WHAT TO DO: Since only part of the material below is wanted, output exactly the lines from the one with "Practice step: label each instance of the blue" up to and including the one with "Practice step: label each instance of the fir".
*** DATASET EXTRACT ***
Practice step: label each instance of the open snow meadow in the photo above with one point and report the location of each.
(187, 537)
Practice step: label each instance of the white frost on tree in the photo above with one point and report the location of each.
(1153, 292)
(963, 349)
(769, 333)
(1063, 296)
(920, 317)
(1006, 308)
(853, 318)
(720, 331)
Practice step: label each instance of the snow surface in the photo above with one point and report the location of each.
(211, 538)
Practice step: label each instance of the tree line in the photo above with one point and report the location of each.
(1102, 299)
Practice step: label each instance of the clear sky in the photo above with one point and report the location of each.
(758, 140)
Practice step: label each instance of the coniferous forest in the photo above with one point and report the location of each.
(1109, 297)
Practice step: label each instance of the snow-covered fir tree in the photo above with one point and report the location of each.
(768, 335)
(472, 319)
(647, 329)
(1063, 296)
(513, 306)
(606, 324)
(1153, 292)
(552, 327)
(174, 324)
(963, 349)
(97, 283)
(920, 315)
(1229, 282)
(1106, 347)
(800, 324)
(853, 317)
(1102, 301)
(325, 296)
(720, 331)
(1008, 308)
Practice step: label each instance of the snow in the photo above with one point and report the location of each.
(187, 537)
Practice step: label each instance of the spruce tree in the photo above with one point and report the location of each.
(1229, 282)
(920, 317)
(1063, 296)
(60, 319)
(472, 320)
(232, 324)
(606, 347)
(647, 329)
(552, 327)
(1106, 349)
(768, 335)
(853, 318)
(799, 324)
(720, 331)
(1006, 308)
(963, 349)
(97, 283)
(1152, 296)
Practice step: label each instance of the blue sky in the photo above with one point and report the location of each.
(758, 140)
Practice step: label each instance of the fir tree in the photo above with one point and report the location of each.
*** End of DATASET EXTRACT ***
*** DATASET EXTRACT ***
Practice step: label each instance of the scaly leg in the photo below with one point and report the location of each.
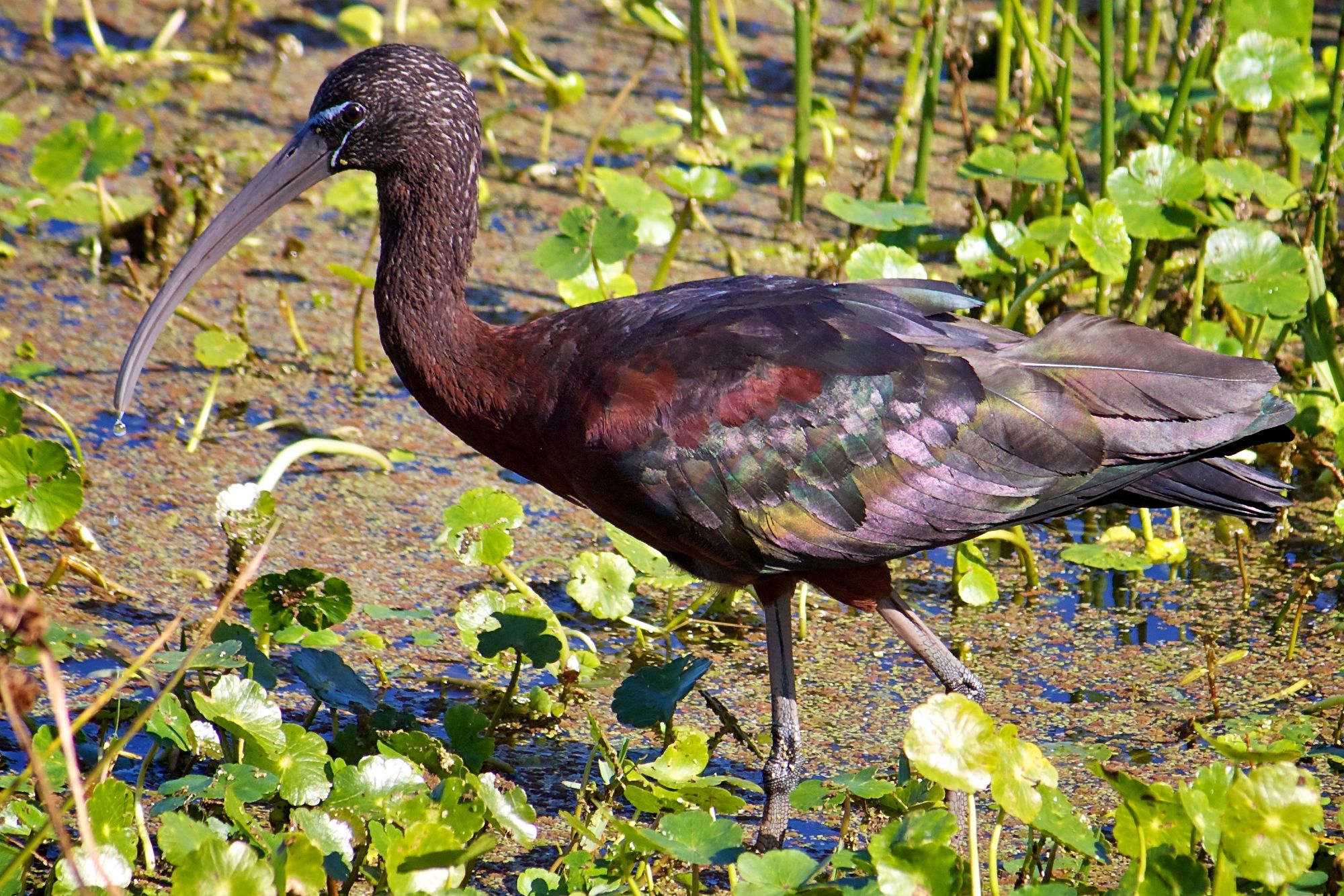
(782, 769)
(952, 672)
*** End of DATASET EXTRACT ***
ANSWER SECTION:
Practice step: label each instance of the blue sky in the photo above with one point and report the location of each.
(758, 140)
Practice step: label each instance of the fir tree in the photo above with one point and report the location of each.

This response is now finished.